- [TASK INSTRUCTIONS] According to the passage on the finance minister's silence, how long did Yugge Farrell spend in a psychiatric hospital?
Top of PROVIDED PASSAGE
Barnwell said she was doing research recently to show why the opposition has no confidence in the ULP administration.
The senator said that rape against girls under 15 and 13 is far greater than rape of adult women.
Eustace said that having sex with a girl under the age of 15 – the age of consent — is rape.
“There is no other name for it. A child cannot give consent,” Eustace said.
In SVG, if a girl under 15 consents to sex, it is considered “statutory rape”, since she has not reached the age of consent.
Eustace said that SVG has, for a long time, been on the radar of a lot of countries and international organisations in terms of the status of women.
“So imagine how much worse it gets when a senior minister, one who holds arguably the most important portfolio, finance, refuses to respond to an allegation of sexual exploitation.”
She was referring to the continued failure of Minister of Finance Camillo Gonsalves to respond to the allegation by former model Yugge Farrell that they were involved in an extramarital relationship.
Farrell spent three weeks in January in a psychiatric hospital after being brought before the court charged with using abusive language to the minister’s wife, Karen Duncan-Gonsalves.
“What that says implicitly is that it’s not a big deal. That is the normalising effect we spoke about,” Eustace said of Mr. Gonsalves’ continued silence on the allegation.
“He does not recognise or he refuses to acknowledge that this is a country where, more so than St. Lucia, where there was a 24-hour response when there was an allegation against a minister, [more so] than the Unites States, where man by man by man falling down as a result of allegations, and in the United Kingdom, the same is happening.
“In every instance, within 24 hours, there was a response. Why none for women in St. Vincent and the Grenadines? Why none for Yugge Farrell? Why none for Vincentians?”
Bottom of PROVIDED PASSAGE
Top of EXERCISE DATA
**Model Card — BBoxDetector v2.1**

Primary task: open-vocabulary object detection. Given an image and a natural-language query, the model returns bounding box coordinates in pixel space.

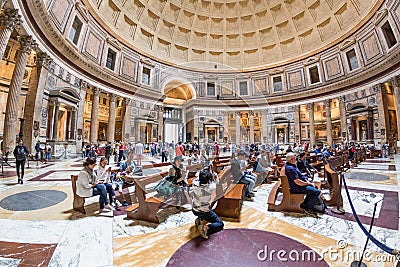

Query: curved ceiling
[84,0,382,71]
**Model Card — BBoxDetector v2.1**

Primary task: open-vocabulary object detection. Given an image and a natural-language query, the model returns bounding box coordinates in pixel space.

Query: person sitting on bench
[297,152,318,179]
[285,153,321,216]
[192,168,224,239]
[231,151,255,199]
[76,158,114,212]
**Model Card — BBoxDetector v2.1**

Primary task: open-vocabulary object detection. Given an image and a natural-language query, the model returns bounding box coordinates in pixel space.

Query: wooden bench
[212,156,231,173]
[126,172,168,223]
[268,175,321,215]
[71,175,131,214]
[214,167,245,220]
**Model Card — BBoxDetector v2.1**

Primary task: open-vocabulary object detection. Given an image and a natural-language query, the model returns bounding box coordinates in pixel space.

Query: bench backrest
[133,172,168,204]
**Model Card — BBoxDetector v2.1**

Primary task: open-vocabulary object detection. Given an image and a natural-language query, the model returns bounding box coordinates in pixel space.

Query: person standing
[135,140,144,166]
[104,142,111,164]
[175,141,185,160]
[14,139,29,184]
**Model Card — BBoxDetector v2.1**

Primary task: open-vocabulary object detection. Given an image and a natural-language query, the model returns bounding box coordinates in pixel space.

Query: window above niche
[381,21,397,49]
[142,66,151,85]
[106,48,117,70]
[346,48,360,71]
[68,16,83,45]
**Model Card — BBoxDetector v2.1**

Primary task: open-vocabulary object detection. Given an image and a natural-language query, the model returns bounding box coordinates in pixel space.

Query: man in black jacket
[14,139,29,184]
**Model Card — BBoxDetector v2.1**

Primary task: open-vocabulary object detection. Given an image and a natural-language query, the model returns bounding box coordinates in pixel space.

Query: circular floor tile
[0,190,67,211]
[167,229,329,267]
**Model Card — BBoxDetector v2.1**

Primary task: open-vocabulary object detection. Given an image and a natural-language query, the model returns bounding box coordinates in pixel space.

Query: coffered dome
[84,0,382,70]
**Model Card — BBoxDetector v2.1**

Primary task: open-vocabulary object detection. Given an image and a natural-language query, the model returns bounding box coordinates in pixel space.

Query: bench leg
[127,203,160,224]
[73,195,86,214]
[214,198,242,219]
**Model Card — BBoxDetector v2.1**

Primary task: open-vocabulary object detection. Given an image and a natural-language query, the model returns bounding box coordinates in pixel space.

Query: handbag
[154,175,176,198]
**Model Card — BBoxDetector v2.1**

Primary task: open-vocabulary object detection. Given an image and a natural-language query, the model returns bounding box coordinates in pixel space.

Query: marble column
[307,103,315,149]
[3,36,36,151]
[293,105,301,145]
[339,96,348,141]
[0,9,21,60]
[90,87,101,144]
[69,107,78,140]
[249,110,254,144]
[324,99,333,146]
[52,101,60,141]
[373,84,389,144]
[107,94,117,144]
[76,80,88,154]
[122,98,132,142]
[390,76,400,140]
[156,106,162,142]
[235,111,240,145]
[24,52,50,151]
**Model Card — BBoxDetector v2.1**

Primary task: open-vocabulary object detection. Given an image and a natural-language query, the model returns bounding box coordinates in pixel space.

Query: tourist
[175,141,185,160]
[135,140,144,166]
[192,170,224,239]
[76,158,113,212]
[14,139,29,184]
[231,151,255,199]
[95,157,119,208]
[285,153,321,214]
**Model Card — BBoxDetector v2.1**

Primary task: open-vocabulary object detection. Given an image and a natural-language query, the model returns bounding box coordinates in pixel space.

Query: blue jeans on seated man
[239,175,256,196]
[93,184,108,209]
[192,210,224,235]
[290,185,321,210]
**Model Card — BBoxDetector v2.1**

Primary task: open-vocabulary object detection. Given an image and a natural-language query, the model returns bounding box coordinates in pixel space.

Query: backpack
[15,147,26,161]
[304,196,328,213]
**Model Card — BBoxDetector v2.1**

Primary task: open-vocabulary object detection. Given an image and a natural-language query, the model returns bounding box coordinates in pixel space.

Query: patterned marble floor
[0,156,400,267]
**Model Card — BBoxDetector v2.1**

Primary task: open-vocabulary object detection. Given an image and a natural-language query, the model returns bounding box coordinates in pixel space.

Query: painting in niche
[98,122,107,141]
[389,110,397,132]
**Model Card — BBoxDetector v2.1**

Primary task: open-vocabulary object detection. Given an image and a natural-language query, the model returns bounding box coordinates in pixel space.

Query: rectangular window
[272,76,283,92]
[239,82,249,95]
[308,66,320,84]
[106,48,117,70]
[382,21,397,48]
[346,48,360,71]
[207,82,215,96]
[68,17,83,45]
[3,45,11,58]
[142,67,151,85]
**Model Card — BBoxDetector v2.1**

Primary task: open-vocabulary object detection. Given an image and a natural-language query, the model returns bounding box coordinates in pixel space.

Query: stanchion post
[331,155,346,215]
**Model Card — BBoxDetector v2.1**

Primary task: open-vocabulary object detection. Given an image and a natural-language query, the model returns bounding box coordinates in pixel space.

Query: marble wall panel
[82,29,104,64]
[360,31,382,65]
[48,0,73,33]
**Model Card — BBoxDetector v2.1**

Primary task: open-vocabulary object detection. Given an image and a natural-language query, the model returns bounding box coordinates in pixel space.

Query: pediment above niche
[106,37,122,51]
[339,37,356,50]
[75,2,89,22]
[304,56,320,66]
[374,8,389,25]
[140,58,155,68]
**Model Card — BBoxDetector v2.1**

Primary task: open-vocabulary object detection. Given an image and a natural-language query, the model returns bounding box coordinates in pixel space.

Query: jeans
[239,175,256,195]
[93,184,108,209]
[290,185,321,210]
[15,160,25,179]
[104,183,115,203]
[192,210,224,235]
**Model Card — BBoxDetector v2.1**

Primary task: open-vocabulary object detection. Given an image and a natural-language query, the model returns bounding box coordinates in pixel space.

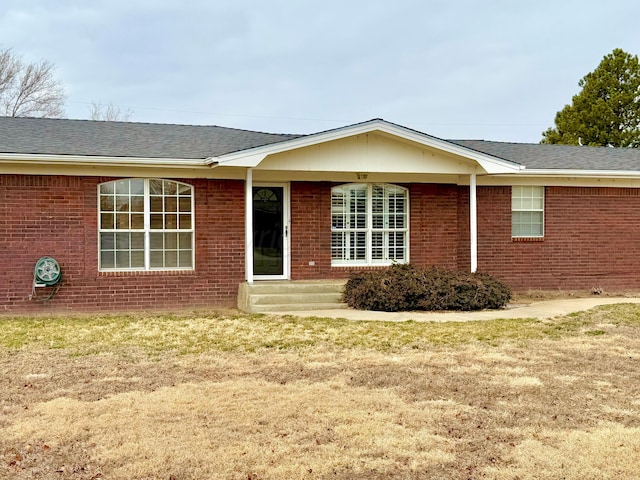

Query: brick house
[0,117,640,312]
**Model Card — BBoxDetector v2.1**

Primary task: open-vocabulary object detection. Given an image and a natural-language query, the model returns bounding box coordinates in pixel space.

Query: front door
[253,185,289,280]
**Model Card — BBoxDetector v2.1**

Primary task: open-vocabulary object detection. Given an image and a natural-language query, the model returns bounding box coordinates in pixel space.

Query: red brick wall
[7,175,640,311]
[476,187,640,291]
[0,175,244,311]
Bottom of EXERCISE DATA
- [YOUR RESPONSE] Three weeks, in January.